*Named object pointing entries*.

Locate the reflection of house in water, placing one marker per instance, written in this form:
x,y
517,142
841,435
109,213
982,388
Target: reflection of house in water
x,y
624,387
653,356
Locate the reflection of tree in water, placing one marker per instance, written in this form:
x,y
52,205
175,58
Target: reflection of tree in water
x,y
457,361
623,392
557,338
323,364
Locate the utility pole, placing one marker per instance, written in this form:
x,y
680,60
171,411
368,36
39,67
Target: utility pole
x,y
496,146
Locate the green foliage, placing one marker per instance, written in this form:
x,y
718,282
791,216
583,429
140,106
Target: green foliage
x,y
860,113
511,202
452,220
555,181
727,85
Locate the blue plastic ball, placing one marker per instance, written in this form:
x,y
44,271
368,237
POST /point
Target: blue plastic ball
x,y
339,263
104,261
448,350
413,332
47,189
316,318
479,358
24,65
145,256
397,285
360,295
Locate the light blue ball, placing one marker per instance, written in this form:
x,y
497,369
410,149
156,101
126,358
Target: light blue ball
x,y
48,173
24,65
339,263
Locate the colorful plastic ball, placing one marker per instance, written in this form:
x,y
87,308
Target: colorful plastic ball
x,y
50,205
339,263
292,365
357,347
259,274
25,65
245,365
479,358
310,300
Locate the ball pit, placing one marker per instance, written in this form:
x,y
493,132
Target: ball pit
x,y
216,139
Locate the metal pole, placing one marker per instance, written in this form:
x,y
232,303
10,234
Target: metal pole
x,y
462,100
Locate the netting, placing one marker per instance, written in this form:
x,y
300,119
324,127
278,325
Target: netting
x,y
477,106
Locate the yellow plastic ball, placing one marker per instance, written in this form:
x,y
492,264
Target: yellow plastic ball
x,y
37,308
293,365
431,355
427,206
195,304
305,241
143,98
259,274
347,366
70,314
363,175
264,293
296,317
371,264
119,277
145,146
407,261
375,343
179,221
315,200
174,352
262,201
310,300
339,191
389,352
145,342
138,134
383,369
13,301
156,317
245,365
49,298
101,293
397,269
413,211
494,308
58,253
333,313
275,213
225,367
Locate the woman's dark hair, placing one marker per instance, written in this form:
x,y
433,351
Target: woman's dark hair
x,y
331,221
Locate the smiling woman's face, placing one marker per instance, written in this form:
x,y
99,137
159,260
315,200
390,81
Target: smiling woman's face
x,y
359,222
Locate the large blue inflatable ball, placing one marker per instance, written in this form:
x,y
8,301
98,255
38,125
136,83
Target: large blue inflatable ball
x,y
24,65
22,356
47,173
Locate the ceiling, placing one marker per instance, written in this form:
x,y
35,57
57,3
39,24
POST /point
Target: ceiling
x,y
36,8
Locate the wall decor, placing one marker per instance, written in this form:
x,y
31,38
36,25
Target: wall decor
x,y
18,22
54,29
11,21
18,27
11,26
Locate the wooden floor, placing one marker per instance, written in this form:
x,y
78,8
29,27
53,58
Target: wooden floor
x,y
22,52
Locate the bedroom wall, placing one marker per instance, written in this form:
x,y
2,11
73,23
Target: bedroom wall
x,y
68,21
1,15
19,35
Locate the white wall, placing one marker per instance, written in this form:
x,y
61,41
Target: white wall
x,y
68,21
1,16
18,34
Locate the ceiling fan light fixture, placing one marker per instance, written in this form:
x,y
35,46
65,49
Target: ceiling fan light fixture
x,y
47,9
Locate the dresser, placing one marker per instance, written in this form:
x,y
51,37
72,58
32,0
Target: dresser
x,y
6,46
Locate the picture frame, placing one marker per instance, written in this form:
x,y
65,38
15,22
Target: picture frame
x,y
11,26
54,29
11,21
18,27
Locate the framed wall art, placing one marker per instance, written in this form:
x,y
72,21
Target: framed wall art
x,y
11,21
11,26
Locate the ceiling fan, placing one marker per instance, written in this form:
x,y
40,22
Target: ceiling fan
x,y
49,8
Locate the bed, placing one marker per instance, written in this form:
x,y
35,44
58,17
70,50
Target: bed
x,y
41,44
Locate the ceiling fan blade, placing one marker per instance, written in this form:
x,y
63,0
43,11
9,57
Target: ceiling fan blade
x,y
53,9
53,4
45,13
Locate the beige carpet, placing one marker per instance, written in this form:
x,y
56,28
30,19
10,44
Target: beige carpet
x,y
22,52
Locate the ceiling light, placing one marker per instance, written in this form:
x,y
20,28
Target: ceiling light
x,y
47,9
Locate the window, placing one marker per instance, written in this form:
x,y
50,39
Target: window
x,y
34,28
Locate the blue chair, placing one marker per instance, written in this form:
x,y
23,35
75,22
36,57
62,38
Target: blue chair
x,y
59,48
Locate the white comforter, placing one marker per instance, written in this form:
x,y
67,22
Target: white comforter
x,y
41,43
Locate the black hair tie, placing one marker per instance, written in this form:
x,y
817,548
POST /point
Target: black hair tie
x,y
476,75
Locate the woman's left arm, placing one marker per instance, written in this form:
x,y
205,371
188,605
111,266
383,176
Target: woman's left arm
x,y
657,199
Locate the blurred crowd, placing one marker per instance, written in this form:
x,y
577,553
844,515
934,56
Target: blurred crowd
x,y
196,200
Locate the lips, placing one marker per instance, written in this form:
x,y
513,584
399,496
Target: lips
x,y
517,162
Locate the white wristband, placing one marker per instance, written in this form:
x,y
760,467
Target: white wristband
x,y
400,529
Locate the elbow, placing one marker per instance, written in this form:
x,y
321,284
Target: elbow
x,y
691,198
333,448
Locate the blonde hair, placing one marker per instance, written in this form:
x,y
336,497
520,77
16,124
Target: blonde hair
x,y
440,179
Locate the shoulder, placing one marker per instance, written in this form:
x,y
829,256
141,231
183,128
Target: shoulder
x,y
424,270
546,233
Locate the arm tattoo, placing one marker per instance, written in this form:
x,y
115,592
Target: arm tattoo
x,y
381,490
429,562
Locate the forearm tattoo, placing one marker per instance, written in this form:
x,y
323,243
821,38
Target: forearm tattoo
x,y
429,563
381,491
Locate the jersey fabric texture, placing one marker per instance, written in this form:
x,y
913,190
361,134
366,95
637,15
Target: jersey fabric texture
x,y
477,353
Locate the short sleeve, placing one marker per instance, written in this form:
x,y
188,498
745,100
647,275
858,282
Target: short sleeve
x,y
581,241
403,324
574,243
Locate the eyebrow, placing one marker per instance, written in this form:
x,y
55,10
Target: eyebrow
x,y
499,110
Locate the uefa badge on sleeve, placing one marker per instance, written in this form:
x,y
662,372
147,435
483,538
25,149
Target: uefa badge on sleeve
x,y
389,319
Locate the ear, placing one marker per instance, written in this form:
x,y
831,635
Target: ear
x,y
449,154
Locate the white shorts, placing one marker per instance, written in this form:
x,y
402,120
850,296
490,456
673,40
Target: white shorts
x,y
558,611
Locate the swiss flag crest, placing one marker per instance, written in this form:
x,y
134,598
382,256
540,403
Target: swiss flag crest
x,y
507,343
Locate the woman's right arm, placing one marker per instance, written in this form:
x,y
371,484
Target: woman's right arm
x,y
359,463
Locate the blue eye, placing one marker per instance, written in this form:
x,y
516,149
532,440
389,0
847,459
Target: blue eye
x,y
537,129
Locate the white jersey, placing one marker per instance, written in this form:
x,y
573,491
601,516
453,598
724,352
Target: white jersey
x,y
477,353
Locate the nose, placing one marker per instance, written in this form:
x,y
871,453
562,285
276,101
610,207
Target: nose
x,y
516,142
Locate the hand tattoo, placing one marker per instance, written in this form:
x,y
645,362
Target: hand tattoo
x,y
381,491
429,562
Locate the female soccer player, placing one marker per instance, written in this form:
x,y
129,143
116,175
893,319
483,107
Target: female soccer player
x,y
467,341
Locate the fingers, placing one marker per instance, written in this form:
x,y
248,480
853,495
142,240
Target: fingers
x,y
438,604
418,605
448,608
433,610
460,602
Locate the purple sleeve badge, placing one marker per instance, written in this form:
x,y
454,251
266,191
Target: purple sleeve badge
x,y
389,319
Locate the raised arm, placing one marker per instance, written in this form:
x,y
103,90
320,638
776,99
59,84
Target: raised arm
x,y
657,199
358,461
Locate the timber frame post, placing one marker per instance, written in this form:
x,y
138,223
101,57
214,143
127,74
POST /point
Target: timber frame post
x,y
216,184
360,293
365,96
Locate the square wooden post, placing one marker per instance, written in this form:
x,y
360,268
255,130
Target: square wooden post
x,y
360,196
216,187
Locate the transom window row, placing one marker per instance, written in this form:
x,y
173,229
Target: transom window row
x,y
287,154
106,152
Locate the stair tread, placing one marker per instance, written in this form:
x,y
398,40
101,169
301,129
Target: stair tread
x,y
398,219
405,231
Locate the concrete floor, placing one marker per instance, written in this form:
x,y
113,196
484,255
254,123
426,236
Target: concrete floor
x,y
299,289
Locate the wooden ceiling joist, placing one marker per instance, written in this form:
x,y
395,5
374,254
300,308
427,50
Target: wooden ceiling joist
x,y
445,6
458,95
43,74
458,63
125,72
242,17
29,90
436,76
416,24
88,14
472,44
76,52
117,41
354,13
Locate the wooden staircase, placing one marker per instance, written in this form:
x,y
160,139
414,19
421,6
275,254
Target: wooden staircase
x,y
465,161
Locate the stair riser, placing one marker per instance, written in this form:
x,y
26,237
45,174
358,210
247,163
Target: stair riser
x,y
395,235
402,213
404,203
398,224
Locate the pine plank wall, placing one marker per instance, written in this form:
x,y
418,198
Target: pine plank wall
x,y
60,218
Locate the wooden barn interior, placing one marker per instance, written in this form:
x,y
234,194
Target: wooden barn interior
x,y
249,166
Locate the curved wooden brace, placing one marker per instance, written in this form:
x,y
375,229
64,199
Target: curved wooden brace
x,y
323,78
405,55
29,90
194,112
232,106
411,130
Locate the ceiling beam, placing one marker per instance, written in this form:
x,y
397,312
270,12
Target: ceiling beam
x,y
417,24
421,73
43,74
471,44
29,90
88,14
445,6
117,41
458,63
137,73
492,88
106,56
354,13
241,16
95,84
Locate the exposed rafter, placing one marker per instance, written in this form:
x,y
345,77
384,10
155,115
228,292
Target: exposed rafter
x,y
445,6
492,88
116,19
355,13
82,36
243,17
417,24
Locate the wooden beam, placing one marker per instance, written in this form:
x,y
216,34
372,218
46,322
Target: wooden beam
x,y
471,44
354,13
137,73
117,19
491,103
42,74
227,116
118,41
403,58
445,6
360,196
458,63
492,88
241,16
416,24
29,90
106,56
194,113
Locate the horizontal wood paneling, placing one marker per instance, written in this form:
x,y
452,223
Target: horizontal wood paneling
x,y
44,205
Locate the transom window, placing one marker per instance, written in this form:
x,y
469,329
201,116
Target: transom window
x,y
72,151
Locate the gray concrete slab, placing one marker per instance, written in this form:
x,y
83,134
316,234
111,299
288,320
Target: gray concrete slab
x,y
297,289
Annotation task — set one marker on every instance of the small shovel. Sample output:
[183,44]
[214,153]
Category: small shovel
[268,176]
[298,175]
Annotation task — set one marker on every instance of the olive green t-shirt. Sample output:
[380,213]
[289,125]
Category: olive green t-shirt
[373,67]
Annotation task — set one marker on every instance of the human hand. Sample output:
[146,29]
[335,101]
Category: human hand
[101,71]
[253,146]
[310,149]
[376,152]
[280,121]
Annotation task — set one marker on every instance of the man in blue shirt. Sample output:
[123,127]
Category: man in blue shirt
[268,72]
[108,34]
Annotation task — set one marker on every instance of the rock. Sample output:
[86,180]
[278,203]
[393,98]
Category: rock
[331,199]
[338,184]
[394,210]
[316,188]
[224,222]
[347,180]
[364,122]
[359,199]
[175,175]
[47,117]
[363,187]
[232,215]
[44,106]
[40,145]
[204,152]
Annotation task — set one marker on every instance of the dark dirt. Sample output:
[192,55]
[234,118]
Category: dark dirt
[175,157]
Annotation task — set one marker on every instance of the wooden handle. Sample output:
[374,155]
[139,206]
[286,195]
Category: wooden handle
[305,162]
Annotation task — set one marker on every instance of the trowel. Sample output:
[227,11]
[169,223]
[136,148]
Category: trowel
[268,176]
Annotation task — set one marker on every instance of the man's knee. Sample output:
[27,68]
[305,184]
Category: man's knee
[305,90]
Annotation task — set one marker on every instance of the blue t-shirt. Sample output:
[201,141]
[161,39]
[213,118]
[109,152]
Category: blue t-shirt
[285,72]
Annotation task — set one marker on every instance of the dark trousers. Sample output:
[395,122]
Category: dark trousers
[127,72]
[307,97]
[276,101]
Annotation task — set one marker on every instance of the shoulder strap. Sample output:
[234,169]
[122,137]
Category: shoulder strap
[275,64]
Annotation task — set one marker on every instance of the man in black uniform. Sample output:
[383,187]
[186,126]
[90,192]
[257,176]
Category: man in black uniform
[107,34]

*What needs to be done*. Starting at the line that contains "the dark dirt.", output each remaining line of the listing, the last line included, exactly as it appears.

*Solution to the exercise*.
Annotation task — set one marker on every instance of the dark dirt. Sample output:
[192,55]
[234,118]
Category: dark dirt
[175,157]
Annotation task — set one marker on every instance of the wooden handle. Sample output:
[374,155]
[139,206]
[286,195]
Category: wooden handle
[305,162]
Annotation task — set one marker on every instance of the trowel. Sample output:
[227,11]
[169,223]
[136,148]
Category: trowel
[268,176]
Annotation task — set one marker on every instance of the man's knee. Sample output:
[27,68]
[305,184]
Category: man's knee
[305,90]
Annotation task — set one marker on every instance of the blue t-shirt. Sample output:
[201,141]
[161,39]
[213,118]
[109,152]
Category: blue t-shirt
[285,72]
Annotation task — set one marker on every instance of the dark trousers. Sample output:
[395,122]
Category: dark trousers
[127,72]
[307,97]
[276,101]
Annotation task — set one marker on every instance of the shoulder strap. Sample output:
[234,169]
[122,137]
Category: shoulder strap
[275,64]
Annotation task — set one marker on every instance of the man in black uniform. Sample output:
[383,187]
[186,126]
[90,192]
[257,176]
Category: man in black uniform
[107,34]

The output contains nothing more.